Page text
I had been lifting 3-4 days a week, but wasn’t seeing any results. I was getting busier with homework and other obligations and was questioning if working out was really worth it. But, because I had friends that were going, I couldn’t say no – I didn’t want to be the only one who skipped the gym.

That day, forcing myself to work out even when I didn’t want to, taught me a lesson that has changed my life. Working out feels good. And, more importantly, treating my body the right way feels good.

It was a weird feeling. I had played sports in middle school and high school (until the knee surgeries forced me to stop), and had been lifting for a while, but I had never felt the way I did on that day. I’m not sure why this day was unique, but I knew that from this point on that I had to make the gym a priority.

As I quickly learned, the best way to ruin the feeling of a tough workout was to eat food high in fat and sugar. I knew it was pointless to make the gym a priority without making other important changes to my routine. So, I cut back. Way back. For the first time in my life, I preferred the increased energy and focus that came from working out and eating right over the taste of a five-layer burrito from Taco Bell or the satisfaction of eating an entire bag of Sour Patch Kids in one sitting. There were still days where I gave into the cravings, but more often than not, I was fighting to make the right choices. And this represented – for the first time in my life – progress.

As I continued to form better habits and make better choices, I started to see tangible results for the first time. I was so used to weighing over 280 pounds that when I first saw 260 on the scale, I thought it was a mistake. When I saw the number 250, I knew it was more than a coincidence – it was the result of hard work and sacrifice.

My body wasn’t the only thing changing. As I pursued discipline and found a new sense of motivation, I realized how driven I could be when I set my mind to a task or goal. My grades improved. My time with God became more frequent. My relationships strengthened.

Working out and eating right changed everything about me, and I loved it. I never wanted to go back to the person I was before. God was helping me reach my full potential, and using the weight room – of all places – to display his transformative power in my life.

After my sophomore year of college, shortly before my 20th birthday, I weighed 215 pounds. was lifting 5-6 days a week, and had dreams of competing in a triathlon. I had taken huge steps forward, but no amount of success could make me immune from future setbacks.

Chapter Three: Disappointment

I thought I had it all figured out, but I didn’t truly know myself yet.

 

I was still doing well in my fitness journey. I was still hitting the gym. I was eating good…kind of. I had spent enough time in college that I was getting tired of cafeteria food, and had enough money from working various part-time jobs and internships that I could afford to get fast food or, as I’ve heard it called recently, “fast casual” food, fairly often.

Task directions
Extend the weight-loss story above, starting right after its final sentence and keeping its first-person voice.

Stored items from a gathering
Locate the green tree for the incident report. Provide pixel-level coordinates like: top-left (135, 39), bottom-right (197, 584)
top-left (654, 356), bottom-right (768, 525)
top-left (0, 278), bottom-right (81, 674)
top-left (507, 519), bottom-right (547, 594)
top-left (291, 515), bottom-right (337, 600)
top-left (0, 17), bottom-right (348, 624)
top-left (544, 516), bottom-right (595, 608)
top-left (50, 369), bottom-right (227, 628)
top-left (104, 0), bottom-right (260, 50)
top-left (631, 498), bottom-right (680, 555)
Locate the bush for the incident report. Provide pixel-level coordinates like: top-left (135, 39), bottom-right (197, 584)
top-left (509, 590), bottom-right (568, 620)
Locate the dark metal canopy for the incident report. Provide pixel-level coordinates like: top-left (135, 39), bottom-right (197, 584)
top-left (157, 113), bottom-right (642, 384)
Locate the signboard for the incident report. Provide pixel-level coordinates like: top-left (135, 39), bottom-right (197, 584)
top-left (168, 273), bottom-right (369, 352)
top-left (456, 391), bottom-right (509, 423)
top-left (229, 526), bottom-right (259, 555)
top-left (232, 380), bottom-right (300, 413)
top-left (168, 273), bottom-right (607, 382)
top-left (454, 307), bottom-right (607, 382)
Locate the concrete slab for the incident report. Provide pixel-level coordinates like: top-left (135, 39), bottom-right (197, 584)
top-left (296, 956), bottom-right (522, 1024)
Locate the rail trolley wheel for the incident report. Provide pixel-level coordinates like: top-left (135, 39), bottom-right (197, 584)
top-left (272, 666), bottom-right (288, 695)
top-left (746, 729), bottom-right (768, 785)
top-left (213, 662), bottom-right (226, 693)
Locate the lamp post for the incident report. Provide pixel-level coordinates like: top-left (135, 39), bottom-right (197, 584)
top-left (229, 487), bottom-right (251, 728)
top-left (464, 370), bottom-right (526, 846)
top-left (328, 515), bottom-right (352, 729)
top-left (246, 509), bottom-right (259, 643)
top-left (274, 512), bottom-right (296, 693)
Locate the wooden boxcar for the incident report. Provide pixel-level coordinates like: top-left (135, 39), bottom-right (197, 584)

Answer for this exercise
I know what you’re thinking. Didn’t you already cross that bridge? Didn’t you swear off all the unhealthy food when you first started working out? I did…for a little while. And then I had an excuse to justify eating (almost) whatever sounded good.

My friends will tell you that my catchphrase at the time was, “I earned this.” I would get in a morning lift, followed by a quick run, and walk into lunch armed with the ammunition to consume anything I desired. “Oh, it’s okay. I worked out this morning.”

So, what was my problem? I can point to it easily now, but back then, I didn’t know myself well enough. I had a food addiction. 

Even now, it feels weird to use that word. It’s so dirty. When we talk about people who have “addictions,” we’re referring to people who do hard drugs or watch pornography. You can’t possibly be addicted to food…after all, we have to eat to live, right?

My problem was, I wasn’t just eating to live. I was living to eat.

The effects of eating the food I had “earned” snowballed over the next two years. I went from 215 to 225 to 245 all the way up to 265. I had lost 70 pounds over two and a half years only to put 50 pounds back on in around six months.

On the outside, I was handling it okay. I hid behind a mask of confusion. I would ask my friends, is it normal to gain this much muscle weight in such a short amount of time? Is it the new protein that I’ve been taking? I should write the testimonial! 

Unfortunately, the mirror told the truth I couldn’t bring myself to admit. On the inside, I was facing new levels of disappointment. I thought to myself, you came so far, only to throw away all of your progress. You had a great story, but you won’t be able to tell it anymore – you ruined it.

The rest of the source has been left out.